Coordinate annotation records
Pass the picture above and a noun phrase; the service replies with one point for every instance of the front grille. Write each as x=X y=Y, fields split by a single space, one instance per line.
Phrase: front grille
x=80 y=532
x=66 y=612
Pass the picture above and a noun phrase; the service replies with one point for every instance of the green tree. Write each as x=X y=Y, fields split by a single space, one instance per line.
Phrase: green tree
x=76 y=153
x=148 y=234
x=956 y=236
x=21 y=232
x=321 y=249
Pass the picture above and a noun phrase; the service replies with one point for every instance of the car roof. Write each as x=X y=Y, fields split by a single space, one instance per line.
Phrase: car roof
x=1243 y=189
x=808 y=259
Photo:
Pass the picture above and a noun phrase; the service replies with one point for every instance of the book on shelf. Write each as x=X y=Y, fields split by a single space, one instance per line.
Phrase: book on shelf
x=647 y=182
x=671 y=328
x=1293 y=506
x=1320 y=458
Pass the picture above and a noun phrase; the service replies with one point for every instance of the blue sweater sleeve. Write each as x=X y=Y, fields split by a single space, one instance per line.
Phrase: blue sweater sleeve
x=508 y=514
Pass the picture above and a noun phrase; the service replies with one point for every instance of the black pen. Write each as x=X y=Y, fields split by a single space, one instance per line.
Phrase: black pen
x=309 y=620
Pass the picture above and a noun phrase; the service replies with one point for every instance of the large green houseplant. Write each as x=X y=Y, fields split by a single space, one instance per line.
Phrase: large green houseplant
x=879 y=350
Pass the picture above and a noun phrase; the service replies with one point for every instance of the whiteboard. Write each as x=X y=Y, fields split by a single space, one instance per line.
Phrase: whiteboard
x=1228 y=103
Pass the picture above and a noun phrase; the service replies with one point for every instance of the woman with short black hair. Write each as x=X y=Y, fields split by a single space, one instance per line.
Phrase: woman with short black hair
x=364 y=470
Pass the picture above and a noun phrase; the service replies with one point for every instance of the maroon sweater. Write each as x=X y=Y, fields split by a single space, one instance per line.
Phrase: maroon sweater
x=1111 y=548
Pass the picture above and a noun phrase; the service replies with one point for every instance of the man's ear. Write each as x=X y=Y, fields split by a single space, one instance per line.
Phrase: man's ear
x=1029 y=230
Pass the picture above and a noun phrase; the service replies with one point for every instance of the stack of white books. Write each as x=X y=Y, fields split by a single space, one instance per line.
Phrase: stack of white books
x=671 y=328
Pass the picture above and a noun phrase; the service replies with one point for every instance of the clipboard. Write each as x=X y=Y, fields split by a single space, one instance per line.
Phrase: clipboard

Task to carry out: Please write out the records again, starting with their first line and going on through the line with "x=321 y=249", with every line kept and nothing after it. Scale each x and y coordinate in the answers by 0.5, and round to whole numbers with halves going up.

Expected answer:
Pass the picture above and a noun phrase; the service replies with one point for every instance of the front grille. Write each as x=X y=Y, fields split by a single space, one instance per line.
Phrase: front grille
x=40 y=266
x=33 y=306
Pass the picture above and a noun phrase; the service replies with one point for every instance of the green tree. Write each as x=X y=Y, fields split by a single space, one instance per line.
Phrase: green tree
x=38 y=77
x=74 y=117
x=478 y=118
x=11 y=116
x=161 y=125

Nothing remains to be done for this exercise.